__Required work__. Retype, word for word, every line from the one holding "[(258, 51), (154, 206), (69, 62), (127, 5)]" through the one holding "[(228, 195), (124, 110), (233, 134)]" in the entries below, both included, and only those lines.

Region pointing data

== Segment start ==

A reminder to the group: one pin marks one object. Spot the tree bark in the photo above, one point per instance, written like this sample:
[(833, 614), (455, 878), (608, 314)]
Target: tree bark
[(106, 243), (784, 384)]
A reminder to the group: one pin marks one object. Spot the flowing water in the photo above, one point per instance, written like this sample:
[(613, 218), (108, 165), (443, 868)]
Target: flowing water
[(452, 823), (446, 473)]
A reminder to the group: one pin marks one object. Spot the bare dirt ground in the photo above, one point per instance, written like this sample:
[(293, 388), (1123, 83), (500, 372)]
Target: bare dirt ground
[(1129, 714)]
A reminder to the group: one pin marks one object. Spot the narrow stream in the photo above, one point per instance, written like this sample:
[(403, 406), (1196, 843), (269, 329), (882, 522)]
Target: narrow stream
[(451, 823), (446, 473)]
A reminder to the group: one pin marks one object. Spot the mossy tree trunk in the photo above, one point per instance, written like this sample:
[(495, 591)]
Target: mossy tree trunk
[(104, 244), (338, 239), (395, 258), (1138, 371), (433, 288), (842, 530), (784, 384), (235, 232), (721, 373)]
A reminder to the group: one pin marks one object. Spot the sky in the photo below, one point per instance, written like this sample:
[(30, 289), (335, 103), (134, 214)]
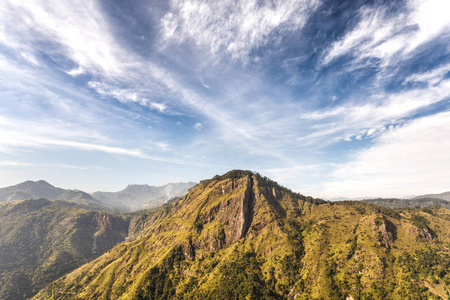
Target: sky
[(329, 98)]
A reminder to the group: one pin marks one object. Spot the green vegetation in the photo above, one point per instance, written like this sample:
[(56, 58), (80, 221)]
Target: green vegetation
[(241, 236)]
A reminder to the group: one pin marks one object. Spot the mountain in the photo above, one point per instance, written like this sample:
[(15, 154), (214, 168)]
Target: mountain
[(135, 197), (242, 236), (41, 240), (421, 201), (42, 189)]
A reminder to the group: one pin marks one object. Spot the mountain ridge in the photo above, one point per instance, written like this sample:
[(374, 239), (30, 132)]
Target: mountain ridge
[(240, 235)]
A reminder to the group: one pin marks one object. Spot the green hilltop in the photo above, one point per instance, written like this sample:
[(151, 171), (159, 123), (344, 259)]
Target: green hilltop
[(242, 236)]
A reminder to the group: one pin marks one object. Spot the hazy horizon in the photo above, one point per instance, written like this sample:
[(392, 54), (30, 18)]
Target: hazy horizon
[(328, 98)]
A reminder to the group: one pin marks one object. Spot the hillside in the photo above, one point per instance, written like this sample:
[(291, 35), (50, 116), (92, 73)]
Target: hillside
[(135, 197), (410, 203), (41, 240), (241, 235)]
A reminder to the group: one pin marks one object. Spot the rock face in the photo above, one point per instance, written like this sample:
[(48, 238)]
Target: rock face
[(385, 230), (241, 235)]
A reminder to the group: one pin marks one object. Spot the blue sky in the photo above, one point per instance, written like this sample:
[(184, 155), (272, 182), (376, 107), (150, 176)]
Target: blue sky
[(329, 98)]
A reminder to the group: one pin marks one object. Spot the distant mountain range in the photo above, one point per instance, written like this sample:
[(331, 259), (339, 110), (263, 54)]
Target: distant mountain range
[(235, 236), (132, 198), (135, 197)]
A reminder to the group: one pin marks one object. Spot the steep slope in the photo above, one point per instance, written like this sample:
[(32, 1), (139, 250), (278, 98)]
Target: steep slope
[(242, 236), (42, 189), (41, 240), (135, 196)]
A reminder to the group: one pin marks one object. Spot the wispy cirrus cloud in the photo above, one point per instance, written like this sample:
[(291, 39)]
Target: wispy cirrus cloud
[(385, 35), (234, 28), (70, 29), (405, 157), (356, 121)]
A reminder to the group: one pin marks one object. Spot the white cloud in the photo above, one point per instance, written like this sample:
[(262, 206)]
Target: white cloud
[(15, 163), (371, 118), (161, 107), (76, 30), (233, 27), (432, 77), (383, 35), (198, 126), (412, 158)]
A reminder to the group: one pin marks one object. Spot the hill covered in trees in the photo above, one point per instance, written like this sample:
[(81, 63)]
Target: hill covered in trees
[(242, 236)]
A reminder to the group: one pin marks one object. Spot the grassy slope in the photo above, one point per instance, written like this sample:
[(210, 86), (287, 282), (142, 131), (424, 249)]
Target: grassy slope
[(242, 236), (40, 240)]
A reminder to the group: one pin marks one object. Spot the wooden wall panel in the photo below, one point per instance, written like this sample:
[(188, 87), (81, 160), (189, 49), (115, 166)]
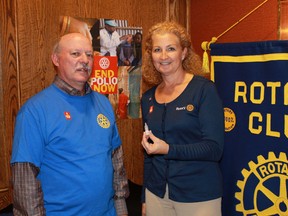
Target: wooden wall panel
[(28, 30), (8, 94)]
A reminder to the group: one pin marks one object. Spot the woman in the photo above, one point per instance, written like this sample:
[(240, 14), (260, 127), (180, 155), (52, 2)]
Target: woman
[(185, 139)]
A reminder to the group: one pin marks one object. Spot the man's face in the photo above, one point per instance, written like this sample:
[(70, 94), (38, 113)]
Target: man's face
[(74, 60)]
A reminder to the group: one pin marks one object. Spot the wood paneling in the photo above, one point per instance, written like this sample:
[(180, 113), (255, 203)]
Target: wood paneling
[(28, 29), (8, 94)]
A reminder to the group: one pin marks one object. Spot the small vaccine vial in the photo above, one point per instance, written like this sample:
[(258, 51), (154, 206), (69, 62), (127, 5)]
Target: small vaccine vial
[(146, 128)]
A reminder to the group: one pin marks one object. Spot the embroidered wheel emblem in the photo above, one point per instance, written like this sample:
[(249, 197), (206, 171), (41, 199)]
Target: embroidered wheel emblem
[(269, 178), (103, 121)]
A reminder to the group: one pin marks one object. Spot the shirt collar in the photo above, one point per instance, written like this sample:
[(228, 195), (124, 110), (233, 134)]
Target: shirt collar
[(64, 86)]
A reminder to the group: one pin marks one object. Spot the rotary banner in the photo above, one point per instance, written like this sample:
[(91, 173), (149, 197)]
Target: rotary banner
[(252, 80)]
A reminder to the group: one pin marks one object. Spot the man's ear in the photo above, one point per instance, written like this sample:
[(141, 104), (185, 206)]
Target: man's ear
[(55, 59)]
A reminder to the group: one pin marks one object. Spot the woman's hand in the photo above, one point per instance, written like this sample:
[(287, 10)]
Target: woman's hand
[(158, 147)]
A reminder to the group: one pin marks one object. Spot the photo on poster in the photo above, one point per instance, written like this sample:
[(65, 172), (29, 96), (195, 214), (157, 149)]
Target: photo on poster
[(117, 60)]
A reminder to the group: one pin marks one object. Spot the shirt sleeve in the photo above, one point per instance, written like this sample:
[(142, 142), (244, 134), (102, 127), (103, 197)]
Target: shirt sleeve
[(120, 182), (27, 192)]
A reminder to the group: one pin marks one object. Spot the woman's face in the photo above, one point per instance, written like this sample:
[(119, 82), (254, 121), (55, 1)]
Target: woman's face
[(167, 53)]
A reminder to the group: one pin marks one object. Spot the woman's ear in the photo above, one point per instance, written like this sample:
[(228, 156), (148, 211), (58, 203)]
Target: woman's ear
[(184, 53), (55, 59)]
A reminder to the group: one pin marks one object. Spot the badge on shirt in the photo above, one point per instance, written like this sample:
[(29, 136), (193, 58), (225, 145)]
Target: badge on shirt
[(67, 115), (190, 107), (103, 121)]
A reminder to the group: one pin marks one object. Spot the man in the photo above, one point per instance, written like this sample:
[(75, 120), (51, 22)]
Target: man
[(66, 147), (110, 39)]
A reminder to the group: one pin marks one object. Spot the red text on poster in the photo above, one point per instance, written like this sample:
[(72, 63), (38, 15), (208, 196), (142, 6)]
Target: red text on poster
[(104, 76)]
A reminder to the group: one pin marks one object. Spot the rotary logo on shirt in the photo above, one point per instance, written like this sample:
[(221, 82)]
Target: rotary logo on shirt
[(67, 115), (190, 107), (103, 121)]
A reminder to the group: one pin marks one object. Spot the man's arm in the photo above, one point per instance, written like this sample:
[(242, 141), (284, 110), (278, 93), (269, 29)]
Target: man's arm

== Segment end ==

__Finished exercise__.
[(258, 51), (154, 206), (69, 62), (127, 5)]
Target: small vaccine vial
[(146, 128)]
A reminder to the group: one pin marks one object. Spot the embroidered wheel emblem in the photo above, one point per instance, written like this sample:
[(249, 197), (206, 171), (41, 199)]
Target: embroidered wheel emblem
[(269, 178), (103, 121)]
A reminder to the group: one pin marks one object. Spot the shirt collar in the photo above, one point per instance, written like this sample:
[(228, 195), (124, 110), (233, 134)]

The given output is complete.